Please rewrite the part of the data that opens with the line containing "As a warehouse robot's perception module, locate exposed" and closes with the line containing "887, 54, 1344, 552", changing "arched stone window surround" to "arched brick window surround" and leaving everything else as it is. Return only those lines.

DATA FOR PROCESSING start

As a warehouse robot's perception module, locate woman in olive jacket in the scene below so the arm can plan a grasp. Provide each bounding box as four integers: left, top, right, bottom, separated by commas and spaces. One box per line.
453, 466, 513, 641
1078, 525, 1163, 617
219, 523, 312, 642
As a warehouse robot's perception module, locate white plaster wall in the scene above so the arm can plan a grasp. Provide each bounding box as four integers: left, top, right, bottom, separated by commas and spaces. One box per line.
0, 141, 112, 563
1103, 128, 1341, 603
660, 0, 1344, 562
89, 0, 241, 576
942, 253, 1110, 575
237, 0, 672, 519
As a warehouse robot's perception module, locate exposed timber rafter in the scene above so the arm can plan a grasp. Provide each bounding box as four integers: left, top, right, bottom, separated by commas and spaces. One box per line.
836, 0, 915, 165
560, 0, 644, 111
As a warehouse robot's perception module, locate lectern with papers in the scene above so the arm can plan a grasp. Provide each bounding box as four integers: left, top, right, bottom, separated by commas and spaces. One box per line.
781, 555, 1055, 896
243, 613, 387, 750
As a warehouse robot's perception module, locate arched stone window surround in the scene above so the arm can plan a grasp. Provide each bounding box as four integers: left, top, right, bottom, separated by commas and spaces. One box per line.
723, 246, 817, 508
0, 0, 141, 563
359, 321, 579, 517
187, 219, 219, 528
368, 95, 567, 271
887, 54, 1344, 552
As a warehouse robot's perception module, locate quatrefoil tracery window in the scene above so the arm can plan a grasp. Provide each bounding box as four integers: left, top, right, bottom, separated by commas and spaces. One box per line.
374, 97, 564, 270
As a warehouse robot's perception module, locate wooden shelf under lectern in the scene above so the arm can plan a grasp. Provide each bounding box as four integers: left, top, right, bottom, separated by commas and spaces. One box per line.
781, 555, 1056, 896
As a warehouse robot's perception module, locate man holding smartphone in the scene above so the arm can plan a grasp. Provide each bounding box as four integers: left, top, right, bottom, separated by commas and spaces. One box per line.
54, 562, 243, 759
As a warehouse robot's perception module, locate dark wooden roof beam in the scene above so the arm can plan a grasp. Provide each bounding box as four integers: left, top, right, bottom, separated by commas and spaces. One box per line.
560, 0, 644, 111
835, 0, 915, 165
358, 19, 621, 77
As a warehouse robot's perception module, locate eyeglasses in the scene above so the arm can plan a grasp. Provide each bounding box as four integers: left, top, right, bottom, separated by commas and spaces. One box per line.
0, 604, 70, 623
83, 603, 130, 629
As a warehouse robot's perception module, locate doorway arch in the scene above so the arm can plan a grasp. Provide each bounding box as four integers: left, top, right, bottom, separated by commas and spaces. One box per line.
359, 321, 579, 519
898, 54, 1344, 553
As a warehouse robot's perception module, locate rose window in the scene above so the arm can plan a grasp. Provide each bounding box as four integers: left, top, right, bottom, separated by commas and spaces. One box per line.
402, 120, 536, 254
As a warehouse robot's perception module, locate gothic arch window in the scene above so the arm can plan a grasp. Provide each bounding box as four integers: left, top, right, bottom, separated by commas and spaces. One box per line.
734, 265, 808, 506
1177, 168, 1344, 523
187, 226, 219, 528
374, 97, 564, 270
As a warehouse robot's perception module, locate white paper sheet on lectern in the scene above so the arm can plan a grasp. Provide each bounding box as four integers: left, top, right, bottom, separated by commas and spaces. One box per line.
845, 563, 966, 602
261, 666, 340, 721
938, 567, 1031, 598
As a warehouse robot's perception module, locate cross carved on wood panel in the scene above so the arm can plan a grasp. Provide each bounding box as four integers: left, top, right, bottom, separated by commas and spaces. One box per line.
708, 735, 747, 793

DATA FOR PROCESSING end

- **WRITTEN SOLUTION**:
As a warehouse robot's perception module, locate exposed timber rafter in the scene above so the arm can plan a grasp. Provide each bounding box as four integers: left, top, right, bottom, separated by commas and spaces. One box per line.
836, 0, 915, 165
560, 0, 644, 111
As a warehouse robot's perception module, locate lectern with papers in the scene above so the arm can plan a grasp. Provide each bounding box as four integers: left, top, right, bottom, separated by commas and spaces. One box per line.
781, 555, 1055, 896
243, 613, 387, 750
As a warehouse robot's perception module, locate arched brick window surround in the scene above so the arm can plan a grasp. Provide each bounding box as four integers: left, top, right, bottom, separated by commas and spaces. One box per line.
723, 246, 817, 508
0, 0, 141, 563
359, 321, 579, 517
187, 219, 219, 528
368, 95, 567, 271
887, 54, 1344, 552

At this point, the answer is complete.